> **Your instructions**
When you reach a picture, leave it out; output everything else in the records exactly.

-- Opening Marker --

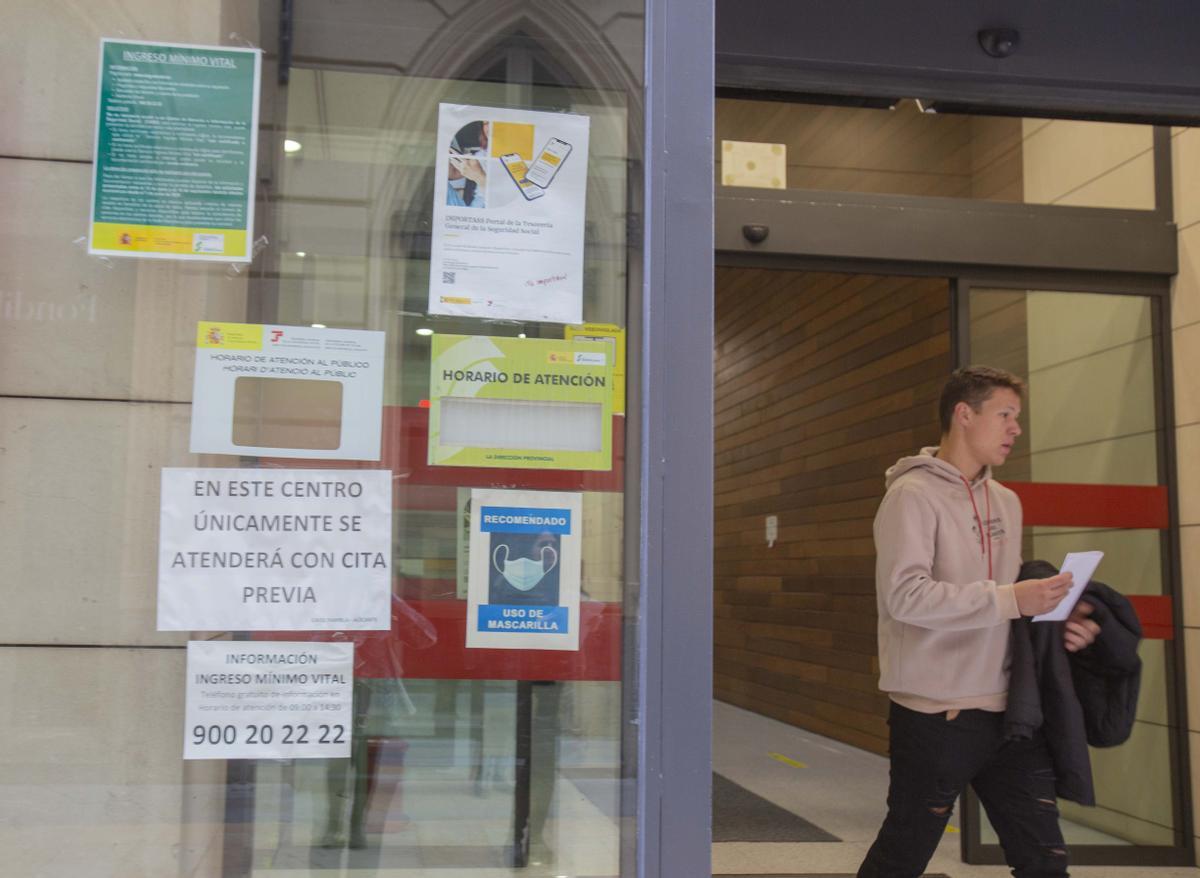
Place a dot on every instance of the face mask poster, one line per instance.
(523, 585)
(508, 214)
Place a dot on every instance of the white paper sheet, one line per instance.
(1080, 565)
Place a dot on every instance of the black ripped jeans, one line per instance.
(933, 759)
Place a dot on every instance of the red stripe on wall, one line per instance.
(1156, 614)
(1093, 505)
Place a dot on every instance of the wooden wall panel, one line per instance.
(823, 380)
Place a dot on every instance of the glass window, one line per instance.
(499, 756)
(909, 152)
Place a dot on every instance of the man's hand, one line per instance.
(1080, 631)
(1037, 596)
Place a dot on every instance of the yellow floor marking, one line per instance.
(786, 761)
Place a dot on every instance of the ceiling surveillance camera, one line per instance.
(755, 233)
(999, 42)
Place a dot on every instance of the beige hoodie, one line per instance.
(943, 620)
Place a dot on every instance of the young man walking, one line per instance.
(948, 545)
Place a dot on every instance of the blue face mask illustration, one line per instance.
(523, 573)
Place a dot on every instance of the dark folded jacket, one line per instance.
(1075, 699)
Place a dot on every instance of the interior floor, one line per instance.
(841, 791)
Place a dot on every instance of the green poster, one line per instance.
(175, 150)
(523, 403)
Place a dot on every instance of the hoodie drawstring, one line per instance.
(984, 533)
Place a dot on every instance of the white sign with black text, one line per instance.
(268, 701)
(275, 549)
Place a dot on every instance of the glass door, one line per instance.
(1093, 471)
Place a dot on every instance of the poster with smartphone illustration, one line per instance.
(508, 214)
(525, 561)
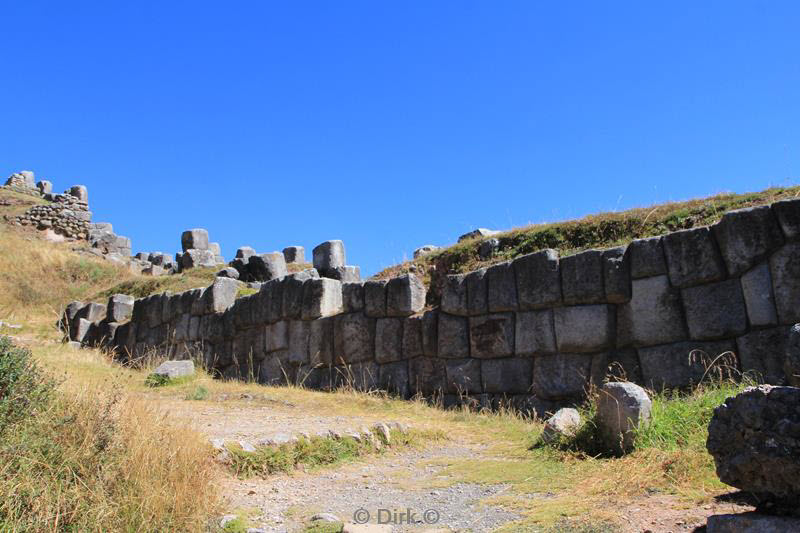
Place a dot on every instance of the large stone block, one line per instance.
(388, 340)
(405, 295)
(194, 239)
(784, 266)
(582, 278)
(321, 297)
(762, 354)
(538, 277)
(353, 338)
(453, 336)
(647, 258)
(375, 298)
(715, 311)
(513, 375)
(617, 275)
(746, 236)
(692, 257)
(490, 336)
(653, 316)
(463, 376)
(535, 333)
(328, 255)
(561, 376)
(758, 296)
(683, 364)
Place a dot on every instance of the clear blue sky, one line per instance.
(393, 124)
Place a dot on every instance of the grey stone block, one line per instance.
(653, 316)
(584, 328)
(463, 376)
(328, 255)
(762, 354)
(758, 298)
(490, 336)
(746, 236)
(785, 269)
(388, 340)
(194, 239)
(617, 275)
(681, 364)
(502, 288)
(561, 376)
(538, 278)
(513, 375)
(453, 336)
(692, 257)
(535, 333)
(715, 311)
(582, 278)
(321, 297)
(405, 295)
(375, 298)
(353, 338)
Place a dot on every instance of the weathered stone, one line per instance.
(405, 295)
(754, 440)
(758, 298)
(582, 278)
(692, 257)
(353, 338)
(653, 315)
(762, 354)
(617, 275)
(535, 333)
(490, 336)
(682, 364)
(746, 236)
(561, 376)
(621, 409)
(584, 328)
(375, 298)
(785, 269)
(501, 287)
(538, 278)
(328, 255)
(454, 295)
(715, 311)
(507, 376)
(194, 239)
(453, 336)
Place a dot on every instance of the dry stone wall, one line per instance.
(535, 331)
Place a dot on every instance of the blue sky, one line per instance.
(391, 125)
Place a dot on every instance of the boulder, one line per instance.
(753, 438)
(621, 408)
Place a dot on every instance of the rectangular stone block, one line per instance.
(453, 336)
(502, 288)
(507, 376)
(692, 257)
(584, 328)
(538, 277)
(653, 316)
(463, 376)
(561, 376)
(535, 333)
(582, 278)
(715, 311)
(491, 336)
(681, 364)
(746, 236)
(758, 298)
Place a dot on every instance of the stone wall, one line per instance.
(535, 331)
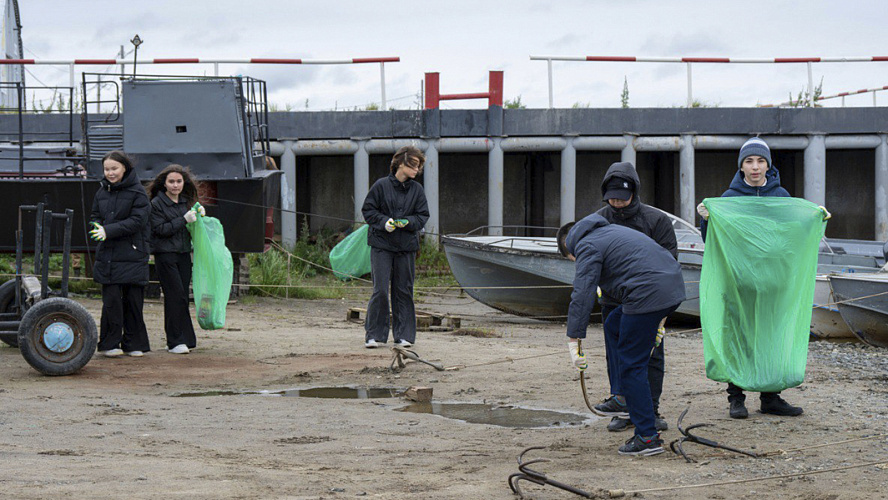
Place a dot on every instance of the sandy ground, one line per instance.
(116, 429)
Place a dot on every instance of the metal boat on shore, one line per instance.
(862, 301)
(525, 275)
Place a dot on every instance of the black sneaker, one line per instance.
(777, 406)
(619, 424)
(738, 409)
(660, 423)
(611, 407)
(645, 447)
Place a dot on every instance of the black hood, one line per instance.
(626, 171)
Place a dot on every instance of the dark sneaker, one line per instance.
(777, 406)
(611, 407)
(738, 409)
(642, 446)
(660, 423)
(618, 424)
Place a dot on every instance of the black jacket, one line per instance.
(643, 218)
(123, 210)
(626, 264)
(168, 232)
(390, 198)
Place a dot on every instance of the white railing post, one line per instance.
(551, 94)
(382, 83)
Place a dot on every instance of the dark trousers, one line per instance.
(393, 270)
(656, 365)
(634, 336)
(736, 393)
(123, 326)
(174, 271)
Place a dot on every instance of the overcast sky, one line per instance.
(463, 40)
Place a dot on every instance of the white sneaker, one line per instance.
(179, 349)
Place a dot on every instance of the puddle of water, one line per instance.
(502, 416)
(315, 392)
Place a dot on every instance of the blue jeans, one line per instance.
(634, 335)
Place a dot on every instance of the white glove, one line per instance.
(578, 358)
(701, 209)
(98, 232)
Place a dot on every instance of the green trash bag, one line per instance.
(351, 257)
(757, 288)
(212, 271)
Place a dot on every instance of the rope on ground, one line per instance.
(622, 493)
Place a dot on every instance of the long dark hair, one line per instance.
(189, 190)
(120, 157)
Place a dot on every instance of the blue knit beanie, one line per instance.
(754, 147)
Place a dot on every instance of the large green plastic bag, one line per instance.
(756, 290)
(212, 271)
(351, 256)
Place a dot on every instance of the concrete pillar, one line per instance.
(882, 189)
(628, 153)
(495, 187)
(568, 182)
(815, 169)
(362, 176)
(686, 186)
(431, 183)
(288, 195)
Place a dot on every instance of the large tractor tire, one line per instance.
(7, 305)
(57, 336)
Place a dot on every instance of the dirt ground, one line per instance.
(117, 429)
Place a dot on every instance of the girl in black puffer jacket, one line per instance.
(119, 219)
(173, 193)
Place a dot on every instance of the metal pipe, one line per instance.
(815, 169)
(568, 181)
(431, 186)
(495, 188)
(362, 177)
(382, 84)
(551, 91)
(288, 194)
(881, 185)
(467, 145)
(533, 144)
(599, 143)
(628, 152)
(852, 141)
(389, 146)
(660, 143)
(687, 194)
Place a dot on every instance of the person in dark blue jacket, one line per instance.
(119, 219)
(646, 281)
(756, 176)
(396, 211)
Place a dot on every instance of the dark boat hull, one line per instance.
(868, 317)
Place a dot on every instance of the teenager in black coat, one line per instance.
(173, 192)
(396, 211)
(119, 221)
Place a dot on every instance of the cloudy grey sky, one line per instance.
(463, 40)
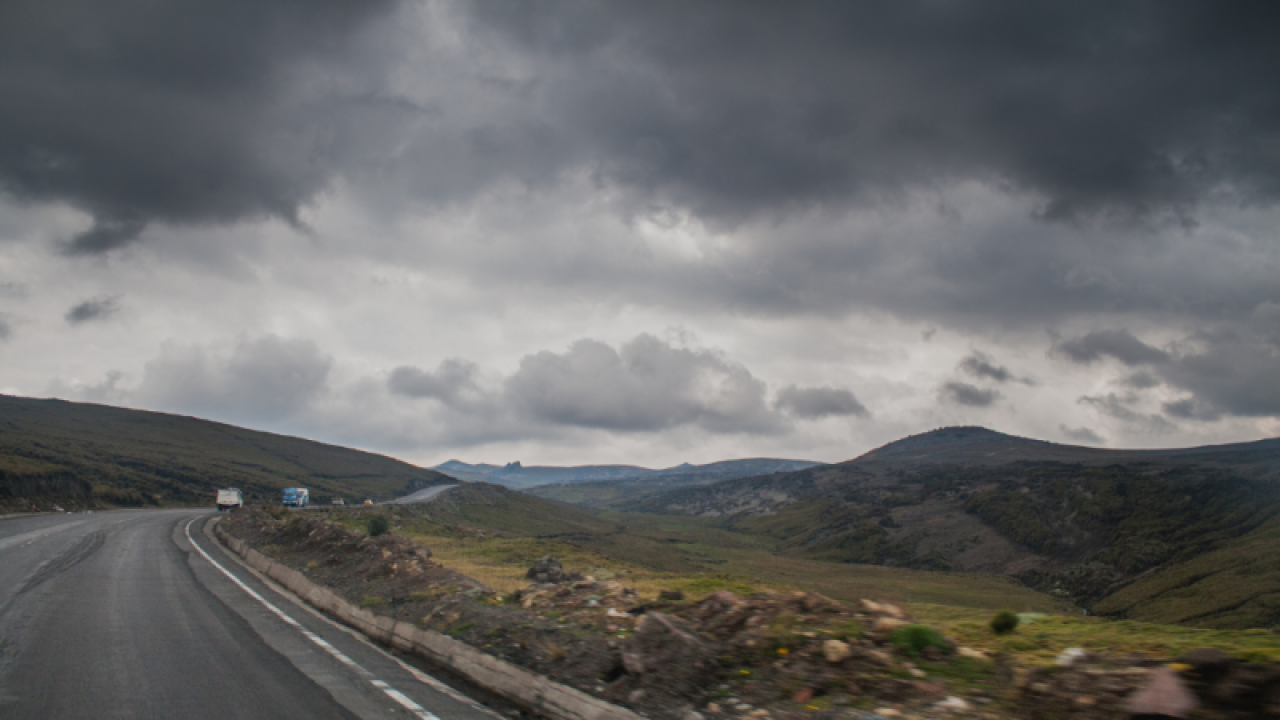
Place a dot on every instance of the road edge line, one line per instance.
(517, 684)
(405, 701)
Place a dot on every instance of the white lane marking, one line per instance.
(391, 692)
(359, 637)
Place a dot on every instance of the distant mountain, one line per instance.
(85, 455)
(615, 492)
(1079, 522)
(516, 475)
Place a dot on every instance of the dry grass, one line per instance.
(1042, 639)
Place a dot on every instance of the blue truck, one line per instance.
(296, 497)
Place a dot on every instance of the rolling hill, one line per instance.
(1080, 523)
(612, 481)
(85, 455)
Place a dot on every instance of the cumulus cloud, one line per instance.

-- Closing Marker --

> **Result of this exercise**
Place a dot on every instance of the face mask poster, one line per instance.
(523, 585)
(508, 214)
Place a dot on every instance of the white paper sheet, one line per instance.
(1080, 565)
Place a dot on every instance of the black ripped jeans, one line per instance.
(933, 759)
Place a dot on every instance of the red stripe on wall, one line per instance.
(1156, 614)
(1093, 505)
Place a dot on every instance of the wooden wall panel, one line per instance.
(823, 380)
Place a dot on every instance of the glass window, one line per instance.
(499, 756)
(909, 152)
Place a dot on every instance of the man's hand, one line per instance.
(1080, 631)
(1037, 596)
Place a dot on every instance of the yellow floor marking, one line per instance.
(786, 761)
Place a dot on every instance of the ceiling surveillance camera, one line per instance.
(755, 233)
(999, 42)
Place a dot on every instance of the beige hoodie, one line per instance.
(943, 620)
Place a dot on every instance of the young man walking, one line per instance.
(948, 545)
Place a dot on every instance of the blue face mask illustration, one line per instance.
(523, 573)
Place a dot on every instance of the dark folded jacket, one line per instance.
(1075, 699)
Place a dot on every instance of the interior floor, one line per instance.
(841, 791)
Place a dot on every instance of the green poster, one line per instance.
(175, 150)
(523, 403)
Place a dot on every instance of the hoodie drawstring, one line per instance.
(984, 533)
Place a dot on every instance of the white sign with black text, one line per instance.
(268, 701)
(275, 549)
Place a dot on every instance of the glass door, one line per instance.
(1093, 471)
Place a dot on every instance of the poster with smartphone illustration, one line per instance.
(508, 214)
(525, 561)
Place a dot on every instance of the large stone block, one line per instance.
(388, 340)
(405, 295)
(194, 239)
(784, 266)
(582, 278)
(321, 297)
(762, 354)
(538, 277)
(353, 338)
(453, 336)
(647, 258)
(375, 298)
(715, 311)
(513, 375)
(617, 275)
(746, 236)
(692, 257)
(490, 336)
(653, 316)
(463, 376)
(535, 333)
(328, 255)
(561, 376)
(758, 296)
(683, 364)
Place a dot on every instance of the clear blue sky, one line per instance.
(393, 124)
Place a dot on every instance of the grey stone block, one line per instance.
(653, 316)
(584, 328)
(463, 376)
(328, 255)
(762, 354)
(758, 298)
(490, 336)
(746, 236)
(785, 269)
(388, 340)
(194, 239)
(617, 275)
(681, 364)
(502, 288)
(561, 376)
(538, 278)
(513, 375)
(453, 336)
(692, 257)
(535, 333)
(715, 311)
(582, 278)
(321, 297)
(405, 295)
(375, 298)
(353, 338)
Place a dot on every instance of the weathered stone, one line per instance.
(405, 295)
(754, 440)
(758, 298)
(582, 278)
(692, 257)
(353, 338)
(653, 315)
(762, 354)
(617, 275)
(535, 333)
(490, 336)
(682, 364)
(746, 236)
(561, 376)
(621, 409)
(584, 328)
(375, 298)
(785, 269)
(501, 287)
(538, 278)
(328, 255)
(454, 295)
(715, 311)
(507, 376)
(194, 239)
(453, 336)
Place a dot on every instance of the dry stone wall, one line per instance.
(535, 331)
Place a dot on every instance of the blue sky, one line per instance.
(391, 125)
Place a dot on every instance of the boulder, one line per instance.
(753, 438)
(621, 408)
Place a dot on every instance of the rectangular stone block, one line per instance.
(453, 336)
(502, 288)
(507, 376)
(692, 257)
(584, 328)
(538, 277)
(653, 316)
(463, 376)
(561, 376)
(535, 333)
(582, 278)
(715, 311)
(491, 336)
(681, 364)
(746, 236)
(758, 298)
Place a dot on every instance of the stone wall, one line per instance.
(535, 331)
Place a dot on every instance of the sandy ground, one line per instance.
(116, 429)
Place a dot on every instance of the metal boat on shore, one line per instance.
(862, 301)
(525, 275)
Place a dot on every instance of the black sneaker, one line per instance.
(777, 406)
(619, 424)
(738, 409)
(660, 423)
(611, 407)
(645, 447)
Place a dot on every instance of the black hood, one line per instance.
(626, 171)
Place a dot on every instance of the dark sneaker, one line per instance.
(777, 406)
(611, 407)
(738, 409)
(642, 446)
(660, 423)
(618, 424)
Place a dot on every instance of the black jacket, one line per instance.
(643, 218)
(123, 210)
(626, 264)
(168, 232)
(390, 198)
Place a dot on every instance of the white railing post, one line per instance.
(551, 94)
(382, 83)
Place a dot on every instance of the dark trousers, one line per instance.
(393, 270)
(656, 365)
(634, 336)
(736, 393)
(123, 326)
(174, 271)
Place a dot on every instance of the overcast sky, one line per instance.
(463, 40)
Place a dot on every instance of the white sneaker, one line per instance.
(179, 349)
Place a dot on every instance of the puddle of water, one line per instance.
(502, 416)
(315, 392)
Place a dot on every instance of the blue jeans, one line per instance.
(634, 335)
Place a dot on every instance of the white glove, one line per instance.
(578, 358)
(701, 209)
(98, 232)
Place a dot on every instance of the green trash bag, one line per instance.
(351, 257)
(757, 288)
(212, 271)
Place a dot on every instance of the rope on ground, one line per instance.
(622, 493)
Place a dot on every instance of the long dark hair, one line per instance.
(189, 190)
(120, 157)
Place a dot on every instance of the blue knit beanie, one line per instance.
(754, 147)
Place a dot on every instance of the large green plastic bag, one line per instance.
(756, 290)
(212, 271)
(351, 256)
Place a dot on every instance of the concrete pillar, one line per instance.
(882, 189)
(628, 153)
(495, 187)
(568, 182)
(815, 169)
(362, 176)
(686, 186)
(431, 183)
(288, 195)
Place a dot on every instance of the large tractor tire, one line per instance.
(7, 305)
(57, 336)
Place a dot on every instance of the dirt ground, one line per instance.
(117, 429)
Place a dot on every instance of the girl in black puffer jacket, one line per instance.
(119, 219)
(173, 193)
Place a dot on every instance of the metal pipe, one line per instance.
(815, 169)
(568, 181)
(431, 186)
(495, 188)
(362, 177)
(382, 84)
(551, 91)
(288, 194)
(881, 185)
(467, 145)
(533, 144)
(599, 143)
(628, 152)
(852, 141)
(389, 146)
(660, 143)
(687, 194)
Place a dot on every instance of the person in dark blue jacket, one line per instance.
(119, 219)
(646, 281)
(756, 176)
(396, 211)
Place a dot on every instance of the dark boat hull, one line per instance.
(868, 317)
Place a dot on every instance of the teenager in black coat, one line per instance.
(173, 192)
(396, 211)
(119, 221)
Place a dot on every instance of the cloudy grey sky, one line per instance.
(463, 40)
Place a dot on every instance of the road edge line, one line per instance.
(517, 684)
(405, 701)
Place a dot on every instance of the white lane marking, one line per instance.
(391, 692)
(359, 637)
Place a dot on every instance of the distant mountain, one line per instance.
(85, 455)
(615, 492)
(1079, 522)
(516, 475)
Place a dot on every instance of the dry grass, one line per instance.
(1042, 639)
Place a dot on every instance of the blue truck, one line per instance.
(296, 497)
Place a dot on every instance of the rolling hill, one line per instance.
(1080, 523)
(612, 481)
(85, 455)
Place a dot on every instance of the cumulus cloud, one line per instance.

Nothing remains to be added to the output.